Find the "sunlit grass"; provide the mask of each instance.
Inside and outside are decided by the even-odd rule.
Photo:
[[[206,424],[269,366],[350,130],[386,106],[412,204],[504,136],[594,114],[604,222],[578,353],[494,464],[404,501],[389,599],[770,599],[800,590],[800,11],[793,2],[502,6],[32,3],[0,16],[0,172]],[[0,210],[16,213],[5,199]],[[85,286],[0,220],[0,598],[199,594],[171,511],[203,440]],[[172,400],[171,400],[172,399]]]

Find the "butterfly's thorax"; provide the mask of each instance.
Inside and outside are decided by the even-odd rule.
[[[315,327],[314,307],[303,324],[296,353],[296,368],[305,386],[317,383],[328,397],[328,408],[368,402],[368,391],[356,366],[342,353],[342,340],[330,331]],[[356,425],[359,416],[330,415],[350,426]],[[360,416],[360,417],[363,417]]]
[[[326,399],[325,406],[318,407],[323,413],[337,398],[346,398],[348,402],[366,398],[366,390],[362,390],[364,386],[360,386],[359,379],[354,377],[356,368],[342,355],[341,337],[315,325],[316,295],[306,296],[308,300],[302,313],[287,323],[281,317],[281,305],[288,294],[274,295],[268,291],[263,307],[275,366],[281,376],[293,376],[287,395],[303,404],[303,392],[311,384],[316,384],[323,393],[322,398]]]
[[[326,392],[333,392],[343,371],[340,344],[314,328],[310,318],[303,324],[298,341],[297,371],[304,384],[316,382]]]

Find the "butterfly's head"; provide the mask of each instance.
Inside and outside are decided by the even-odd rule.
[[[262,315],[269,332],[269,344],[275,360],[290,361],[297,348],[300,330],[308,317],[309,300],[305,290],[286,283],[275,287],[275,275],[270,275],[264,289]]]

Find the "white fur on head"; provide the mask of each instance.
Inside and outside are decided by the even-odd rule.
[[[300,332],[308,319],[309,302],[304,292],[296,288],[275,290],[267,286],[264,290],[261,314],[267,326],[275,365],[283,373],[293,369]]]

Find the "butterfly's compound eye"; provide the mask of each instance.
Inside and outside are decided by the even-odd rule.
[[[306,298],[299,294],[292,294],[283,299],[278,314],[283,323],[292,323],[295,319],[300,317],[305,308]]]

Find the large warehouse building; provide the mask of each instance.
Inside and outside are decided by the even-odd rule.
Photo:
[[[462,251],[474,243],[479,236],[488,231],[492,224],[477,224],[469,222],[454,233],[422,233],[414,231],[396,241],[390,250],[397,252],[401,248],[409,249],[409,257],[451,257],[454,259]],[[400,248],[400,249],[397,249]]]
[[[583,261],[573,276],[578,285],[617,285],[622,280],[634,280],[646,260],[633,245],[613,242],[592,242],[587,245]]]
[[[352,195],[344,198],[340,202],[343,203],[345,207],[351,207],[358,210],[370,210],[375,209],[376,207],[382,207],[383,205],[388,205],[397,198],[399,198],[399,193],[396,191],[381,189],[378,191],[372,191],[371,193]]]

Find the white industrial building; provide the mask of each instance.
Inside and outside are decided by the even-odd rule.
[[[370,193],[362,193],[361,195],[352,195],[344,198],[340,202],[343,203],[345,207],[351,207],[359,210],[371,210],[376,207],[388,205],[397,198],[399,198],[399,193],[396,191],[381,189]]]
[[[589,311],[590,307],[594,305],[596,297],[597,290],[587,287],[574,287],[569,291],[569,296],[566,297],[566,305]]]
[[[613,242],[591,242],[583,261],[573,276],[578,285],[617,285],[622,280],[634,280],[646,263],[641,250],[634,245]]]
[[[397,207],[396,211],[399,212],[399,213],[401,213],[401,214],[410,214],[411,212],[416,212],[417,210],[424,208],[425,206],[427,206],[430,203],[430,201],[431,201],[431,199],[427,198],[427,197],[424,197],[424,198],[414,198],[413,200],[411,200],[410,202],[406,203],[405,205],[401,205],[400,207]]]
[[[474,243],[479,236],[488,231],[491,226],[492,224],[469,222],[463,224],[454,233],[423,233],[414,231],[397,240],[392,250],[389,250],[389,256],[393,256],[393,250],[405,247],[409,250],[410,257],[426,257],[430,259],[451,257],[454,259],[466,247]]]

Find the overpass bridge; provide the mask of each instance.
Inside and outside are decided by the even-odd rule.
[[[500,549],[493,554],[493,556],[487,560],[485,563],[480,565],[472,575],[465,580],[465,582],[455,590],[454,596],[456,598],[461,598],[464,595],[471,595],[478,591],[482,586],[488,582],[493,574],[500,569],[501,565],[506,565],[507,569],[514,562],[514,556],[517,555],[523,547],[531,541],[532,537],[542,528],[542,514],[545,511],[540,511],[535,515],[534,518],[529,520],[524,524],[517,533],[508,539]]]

**What is being asked**
Your answer must consist of every line from the listing that holds the string "provide".

**Reply**
Find the "sunlit grass"; provide the mask of each instance.
Find the "butterfly's thorax"; provide the mask of each instance.
Find the "butterfly's head"; provide the mask of each instance.
Find the "white fur on head"; provide the mask of each instance.
Find the "butterfly's compound eye"; provide the mask of each instance.
Find the large warehouse building; provide the mask of each instance.
Find the white industrial building; provide the mask of each instance.
Find the overpass bridge; provide the mask of each instance.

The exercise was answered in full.